Task to carry out » For this exercise, please find the lines in the entries that include the word "uniform" and copy them.

Dataset entries »
--------------------------------------------------
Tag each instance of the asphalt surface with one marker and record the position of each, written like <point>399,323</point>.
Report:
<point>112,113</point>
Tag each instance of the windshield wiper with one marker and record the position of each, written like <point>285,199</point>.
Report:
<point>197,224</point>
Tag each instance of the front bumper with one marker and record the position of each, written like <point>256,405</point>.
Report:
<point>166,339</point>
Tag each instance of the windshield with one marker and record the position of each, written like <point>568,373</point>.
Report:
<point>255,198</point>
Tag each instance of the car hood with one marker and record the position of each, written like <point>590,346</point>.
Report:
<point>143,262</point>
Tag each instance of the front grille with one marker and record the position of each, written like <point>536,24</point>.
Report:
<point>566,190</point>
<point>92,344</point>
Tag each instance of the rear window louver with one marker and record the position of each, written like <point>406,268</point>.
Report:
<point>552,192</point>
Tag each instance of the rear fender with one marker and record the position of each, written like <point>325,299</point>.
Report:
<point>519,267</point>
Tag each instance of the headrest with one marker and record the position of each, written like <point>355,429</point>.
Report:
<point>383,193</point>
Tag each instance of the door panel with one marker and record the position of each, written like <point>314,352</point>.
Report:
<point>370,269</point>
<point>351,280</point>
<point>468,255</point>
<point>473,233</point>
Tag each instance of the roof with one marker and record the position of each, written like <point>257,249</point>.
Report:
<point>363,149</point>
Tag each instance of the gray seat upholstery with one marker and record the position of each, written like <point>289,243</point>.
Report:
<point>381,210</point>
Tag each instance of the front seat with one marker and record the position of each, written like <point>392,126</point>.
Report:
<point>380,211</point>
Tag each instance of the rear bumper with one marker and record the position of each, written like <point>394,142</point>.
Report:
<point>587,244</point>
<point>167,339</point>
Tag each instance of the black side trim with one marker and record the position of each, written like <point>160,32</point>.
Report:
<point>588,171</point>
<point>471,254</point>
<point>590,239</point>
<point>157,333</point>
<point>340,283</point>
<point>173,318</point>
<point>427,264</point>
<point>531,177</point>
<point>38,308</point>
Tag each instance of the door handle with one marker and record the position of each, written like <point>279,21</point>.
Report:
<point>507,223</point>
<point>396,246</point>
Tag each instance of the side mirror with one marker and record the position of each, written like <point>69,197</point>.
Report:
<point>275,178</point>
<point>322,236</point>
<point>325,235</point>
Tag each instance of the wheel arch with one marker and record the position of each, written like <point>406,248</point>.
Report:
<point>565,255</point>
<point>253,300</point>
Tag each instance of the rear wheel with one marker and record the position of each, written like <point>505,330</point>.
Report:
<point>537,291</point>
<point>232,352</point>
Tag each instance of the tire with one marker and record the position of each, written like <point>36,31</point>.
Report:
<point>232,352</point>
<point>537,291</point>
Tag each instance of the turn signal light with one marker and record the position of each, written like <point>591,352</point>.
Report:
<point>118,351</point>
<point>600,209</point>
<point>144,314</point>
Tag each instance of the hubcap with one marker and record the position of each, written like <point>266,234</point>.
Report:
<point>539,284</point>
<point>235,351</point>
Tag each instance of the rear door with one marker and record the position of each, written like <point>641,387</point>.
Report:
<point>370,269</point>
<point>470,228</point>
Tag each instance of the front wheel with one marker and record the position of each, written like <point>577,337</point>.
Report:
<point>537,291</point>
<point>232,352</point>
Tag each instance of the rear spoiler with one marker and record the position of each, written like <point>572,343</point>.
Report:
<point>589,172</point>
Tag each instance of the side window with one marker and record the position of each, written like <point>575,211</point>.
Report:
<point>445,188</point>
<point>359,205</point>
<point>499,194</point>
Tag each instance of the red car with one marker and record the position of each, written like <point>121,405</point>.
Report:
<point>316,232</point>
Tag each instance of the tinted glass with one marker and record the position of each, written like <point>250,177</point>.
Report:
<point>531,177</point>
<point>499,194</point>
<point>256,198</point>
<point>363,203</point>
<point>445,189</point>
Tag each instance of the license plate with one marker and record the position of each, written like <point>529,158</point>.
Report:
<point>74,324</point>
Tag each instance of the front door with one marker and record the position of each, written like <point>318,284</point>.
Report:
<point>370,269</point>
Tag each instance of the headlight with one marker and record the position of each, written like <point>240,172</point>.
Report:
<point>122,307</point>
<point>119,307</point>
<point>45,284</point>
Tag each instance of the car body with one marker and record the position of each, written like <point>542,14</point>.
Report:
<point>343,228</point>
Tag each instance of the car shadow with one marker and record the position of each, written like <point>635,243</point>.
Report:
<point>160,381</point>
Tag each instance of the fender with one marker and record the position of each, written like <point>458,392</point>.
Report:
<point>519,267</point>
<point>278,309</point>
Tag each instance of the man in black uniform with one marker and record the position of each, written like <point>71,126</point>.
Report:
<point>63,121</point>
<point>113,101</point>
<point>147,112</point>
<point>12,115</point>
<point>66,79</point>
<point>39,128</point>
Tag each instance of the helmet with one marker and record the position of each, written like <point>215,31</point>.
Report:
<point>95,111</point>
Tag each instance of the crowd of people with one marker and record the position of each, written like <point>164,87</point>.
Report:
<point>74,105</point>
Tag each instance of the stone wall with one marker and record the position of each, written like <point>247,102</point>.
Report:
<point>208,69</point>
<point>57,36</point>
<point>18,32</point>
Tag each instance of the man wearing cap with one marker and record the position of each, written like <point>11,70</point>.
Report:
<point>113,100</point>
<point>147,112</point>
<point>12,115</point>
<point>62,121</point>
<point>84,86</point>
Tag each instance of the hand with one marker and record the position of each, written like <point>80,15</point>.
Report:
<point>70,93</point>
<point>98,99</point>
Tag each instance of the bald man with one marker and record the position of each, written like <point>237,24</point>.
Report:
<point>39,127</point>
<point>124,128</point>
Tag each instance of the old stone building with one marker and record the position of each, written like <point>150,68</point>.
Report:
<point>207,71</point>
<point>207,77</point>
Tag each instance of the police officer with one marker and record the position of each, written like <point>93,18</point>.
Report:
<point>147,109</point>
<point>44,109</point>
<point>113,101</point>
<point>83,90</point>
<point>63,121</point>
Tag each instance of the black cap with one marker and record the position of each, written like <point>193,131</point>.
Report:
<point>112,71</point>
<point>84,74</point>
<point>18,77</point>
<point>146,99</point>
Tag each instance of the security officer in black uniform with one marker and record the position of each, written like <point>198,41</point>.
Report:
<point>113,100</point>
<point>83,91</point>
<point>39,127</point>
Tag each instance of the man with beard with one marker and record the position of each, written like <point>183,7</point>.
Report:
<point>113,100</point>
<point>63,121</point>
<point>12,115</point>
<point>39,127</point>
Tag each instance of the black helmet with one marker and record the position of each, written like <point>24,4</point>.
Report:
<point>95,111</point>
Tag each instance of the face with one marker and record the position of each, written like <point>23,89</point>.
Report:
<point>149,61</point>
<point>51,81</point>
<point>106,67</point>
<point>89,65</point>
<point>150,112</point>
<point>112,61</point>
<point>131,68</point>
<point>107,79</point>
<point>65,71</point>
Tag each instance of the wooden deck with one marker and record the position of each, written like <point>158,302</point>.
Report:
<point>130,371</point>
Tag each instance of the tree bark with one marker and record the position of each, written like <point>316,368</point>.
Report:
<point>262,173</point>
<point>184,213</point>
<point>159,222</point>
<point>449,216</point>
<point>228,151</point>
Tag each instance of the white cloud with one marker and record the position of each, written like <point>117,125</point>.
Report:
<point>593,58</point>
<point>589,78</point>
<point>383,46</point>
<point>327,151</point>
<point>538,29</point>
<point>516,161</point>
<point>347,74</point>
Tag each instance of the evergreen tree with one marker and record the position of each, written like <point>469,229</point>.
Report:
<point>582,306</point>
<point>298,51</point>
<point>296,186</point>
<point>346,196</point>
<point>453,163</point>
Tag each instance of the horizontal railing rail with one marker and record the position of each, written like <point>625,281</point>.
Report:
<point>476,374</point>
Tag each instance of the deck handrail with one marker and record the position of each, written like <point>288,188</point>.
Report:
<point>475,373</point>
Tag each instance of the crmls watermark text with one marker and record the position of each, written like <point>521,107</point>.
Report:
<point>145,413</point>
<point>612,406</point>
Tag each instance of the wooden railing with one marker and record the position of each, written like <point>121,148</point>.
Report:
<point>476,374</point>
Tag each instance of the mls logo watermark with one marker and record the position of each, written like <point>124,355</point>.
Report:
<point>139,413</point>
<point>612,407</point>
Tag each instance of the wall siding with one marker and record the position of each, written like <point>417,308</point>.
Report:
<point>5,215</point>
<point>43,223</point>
--------------------------------------------------
Reply »
Tag each instance of the man in black uniform with one marker and record the position of each, written like <point>71,126</point>.
Tag each instance of the security officer in black uniform with one marker and record the position of each, written like <point>198,41</point>.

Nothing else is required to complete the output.